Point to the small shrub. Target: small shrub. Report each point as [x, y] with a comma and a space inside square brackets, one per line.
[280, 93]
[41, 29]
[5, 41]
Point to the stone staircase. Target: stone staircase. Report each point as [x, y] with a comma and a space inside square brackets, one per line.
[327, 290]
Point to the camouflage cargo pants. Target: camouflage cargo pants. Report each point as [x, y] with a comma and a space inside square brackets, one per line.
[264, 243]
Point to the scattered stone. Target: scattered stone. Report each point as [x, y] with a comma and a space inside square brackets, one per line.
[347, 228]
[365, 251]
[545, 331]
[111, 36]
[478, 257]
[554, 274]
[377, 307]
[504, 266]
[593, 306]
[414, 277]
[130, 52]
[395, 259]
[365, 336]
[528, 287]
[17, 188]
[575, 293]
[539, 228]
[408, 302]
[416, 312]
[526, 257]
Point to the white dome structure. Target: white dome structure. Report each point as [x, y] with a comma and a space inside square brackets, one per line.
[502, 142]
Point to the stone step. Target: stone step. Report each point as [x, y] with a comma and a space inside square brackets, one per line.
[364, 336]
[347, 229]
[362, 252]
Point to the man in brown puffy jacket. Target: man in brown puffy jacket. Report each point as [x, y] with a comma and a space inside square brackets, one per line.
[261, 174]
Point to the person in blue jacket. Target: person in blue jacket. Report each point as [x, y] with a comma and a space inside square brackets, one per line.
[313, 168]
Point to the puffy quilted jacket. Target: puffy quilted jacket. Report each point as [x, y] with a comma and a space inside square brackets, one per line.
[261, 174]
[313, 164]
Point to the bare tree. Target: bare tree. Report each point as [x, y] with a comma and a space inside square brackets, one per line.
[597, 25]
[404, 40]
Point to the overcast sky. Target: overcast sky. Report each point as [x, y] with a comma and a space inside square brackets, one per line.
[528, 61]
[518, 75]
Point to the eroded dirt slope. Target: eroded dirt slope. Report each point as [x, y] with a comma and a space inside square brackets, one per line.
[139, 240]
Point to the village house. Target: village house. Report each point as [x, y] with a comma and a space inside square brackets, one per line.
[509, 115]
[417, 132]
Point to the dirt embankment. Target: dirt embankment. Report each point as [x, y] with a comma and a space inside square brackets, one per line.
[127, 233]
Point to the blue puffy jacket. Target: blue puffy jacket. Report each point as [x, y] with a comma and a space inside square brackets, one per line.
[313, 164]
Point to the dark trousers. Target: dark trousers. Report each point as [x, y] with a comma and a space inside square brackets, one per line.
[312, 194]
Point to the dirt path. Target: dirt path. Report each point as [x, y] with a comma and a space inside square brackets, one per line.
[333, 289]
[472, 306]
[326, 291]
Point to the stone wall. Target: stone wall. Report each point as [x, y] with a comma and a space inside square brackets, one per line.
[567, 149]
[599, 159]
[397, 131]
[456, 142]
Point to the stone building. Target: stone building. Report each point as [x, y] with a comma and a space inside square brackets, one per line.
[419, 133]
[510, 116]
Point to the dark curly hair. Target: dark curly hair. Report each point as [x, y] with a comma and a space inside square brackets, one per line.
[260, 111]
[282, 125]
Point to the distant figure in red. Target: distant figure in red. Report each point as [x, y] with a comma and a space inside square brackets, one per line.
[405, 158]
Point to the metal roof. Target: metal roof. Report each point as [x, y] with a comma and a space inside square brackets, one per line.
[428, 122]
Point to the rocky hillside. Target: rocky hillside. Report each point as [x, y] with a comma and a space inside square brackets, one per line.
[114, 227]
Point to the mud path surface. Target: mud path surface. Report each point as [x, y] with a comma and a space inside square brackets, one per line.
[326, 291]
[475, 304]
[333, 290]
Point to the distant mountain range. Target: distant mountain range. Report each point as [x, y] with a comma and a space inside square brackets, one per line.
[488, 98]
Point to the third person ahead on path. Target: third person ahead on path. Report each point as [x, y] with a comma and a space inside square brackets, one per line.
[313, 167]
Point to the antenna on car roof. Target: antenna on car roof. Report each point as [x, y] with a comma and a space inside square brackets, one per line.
^^^^^^^^
# Problem:
Can you put every line of the material above into a Markdown table with the columns Row and Line, numbering each row and leaving out blank lines?

# Exercise answer:
| Row | Line |
|---|---|
| 1 | Point to the small shrub. Target: small shrub. Report each point as [x, y] with a comma and a space inside square brackets, one per line. |
| 2 | [280, 93] |
| 3 | [41, 29] |
| 4 | [5, 41] |
| 5 | Point to the stone staircase. Target: stone staircase. Report each point as [x, y] with a comma and a space inside square brackets, one per line. |
| 6 | [327, 290] |
| 7 | Point to the camouflage cargo pants. Target: camouflage cargo pants. Report each point as [x, y] with a comma and a space inside square brackets, one per line. |
| 8 | [264, 243] |
| 9 | Point to the scattered stone. Target: scattered stone. Report each point as [x, y] with a comma and a space inside square brackets, one per line. |
| 10 | [347, 228] |
| 11 | [365, 251] |
| 12 | [545, 331] |
| 13 | [111, 36] |
| 14 | [478, 257] |
| 15 | [554, 274] |
| 16 | [377, 307] |
| 17 | [504, 266] |
| 18 | [593, 306] |
| 19 | [414, 277] |
| 20 | [130, 52] |
| 21 | [395, 259] |
| 22 | [365, 336] |
| 23 | [528, 287] |
| 24 | [17, 188] |
| 25 | [575, 293] |
| 26 | [539, 228] |
| 27 | [408, 302] |
| 28 | [416, 312] |
| 29 | [526, 257] |
| 30 | Point to the white dome structure. Target: white dome structure. Report each point as [x, y] with a comma and a space inside square brackets, one per line. |
| 31 | [502, 142] |
| 32 | Point to the stone step. Target: stone step. Report each point as [x, y] with a comma and a space inside square brackets, one per line. |
| 33 | [364, 336] |
| 34 | [347, 229] |
| 35 | [362, 252] |
| 36 | Point to the man in brown puffy jacket. Target: man in brown puffy jacket. Report each point as [x, y] with a comma and a space inside square brackets, one per line. |
| 37 | [261, 174] |
| 38 | Point to the person in blue jacket. Target: person in blue jacket. Report each point as [x, y] with a comma and a space inside square brackets, one per line. |
| 39 | [313, 168] |
| 40 | Point to the puffy quilted jacket. Target: puffy quilted jacket. Report each point as [x, y] with a comma and a space inside square brackets, one per line. |
| 41 | [261, 174] |
| 42 | [313, 164] |
| 43 | Point to the bare tree. Target: bare tree. Report each point as [x, y] with a comma and a space inside square brackets, one per line. |
| 44 | [597, 25] |
| 45 | [404, 40] |
| 46 | Point to the overcast sky. Target: overcast sky. Report each point as [x, y] with a comma and a space inside square brackets, one per line. |
| 47 | [528, 61] |
| 48 | [518, 75] |
| 49 | Point to the eroded dirt slope. Target: eroded dirt slope. Report each point as [x, y] with a comma and a space inside square brackets, one per line. |
| 50 | [139, 240] |
| 51 | Point to the village house. Target: village house. Report each point as [x, y] with a comma and a space inside square brackets, one per line. |
| 52 | [509, 115] |
| 53 | [417, 132] |
| 54 | Point to the dirt embankment. Target: dirt embankment. Report each point as [x, y] with a comma and a space inside square brackets, one per line. |
| 55 | [127, 233] |
| 56 | Point to the blue puffy jacket. Target: blue puffy jacket. Report each point as [x, y] with a comma and a space inside square brackets, one per line. |
| 57 | [313, 164] |
| 58 | Point to the dark trousers. Target: dark trousers. Report each point as [x, y] with a comma and a space inside square brackets, one per line. |
| 59 | [312, 194] |
| 60 | Point to the dirt path. Target: dirt path. Report each point as [x, y] with a comma and a space inside square brackets, one per line. |
| 61 | [333, 289] |
| 62 | [472, 306] |
| 63 | [326, 291] |
| 64 | Point to the stone wall. Target: stone wall. Report each point as [x, y] with a comma and a space inside square brackets, one per line. |
| 65 | [567, 149] |
| 66 | [599, 159] |
| 67 | [397, 131] |
| 68 | [456, 142] |
| 69 | Point to the stone building. Target: stone building. Report each point as [x, y] with a comma and a space inside square brackets, one per line. |
| 70 | [419, 133] |
| 71 | [510, 116] |
| 72 | Point to the dark curly hair. Target: dark curly hair. Report each point as [x, y] with a comma and a space inside square brackets, one per line. |
| 73 | [260, 111] |
| 74 | [282, 125] |
| 75 | Point to the distant figure in red. Target: distant figure in red. Report each point as [x, y] with a comma and a space inside square brackets, one per line. |
| 76 | [405, 158] |
| 77 | Point to the metal roof. Target: metal roof. Report each point as [x, y] with a comma and a space inside square brackets, one per line. |
| 78 | [428, 122] |
| 79 | Point to the rocky hillside. Target: rocky hillside. Report each point as [x, y] with a comma and a space inside square brackets, one per line. |
| 80 | [114, 227] |
| 81 | Point to the mud path surface. Target: mud path surface. Report each point as [x, y] with a comma and a space inside square brackets, one per line. |
| 82 | [326, 291] |
| 83 | [475, 304] |
| 84 | [333, 290] |
| 85 | Point to the distant mountain range. Target: distant mountain range. Report each point as [x, y] with a comma and a space inside square brackets, one per line. |
| 86 | [488, 98] |
| 87 | Point to the third person ahead on path. Target: third person ahead on path. Report each point as [x, y] with a comma and a space inside square brackets, one per line. |
| 88 | [313, 167] |
| 89 | Point to the antenna on car roof. Target: antenna on car roof. Report each point as [x, y] with a comma and a space inside square brackets, one per line. |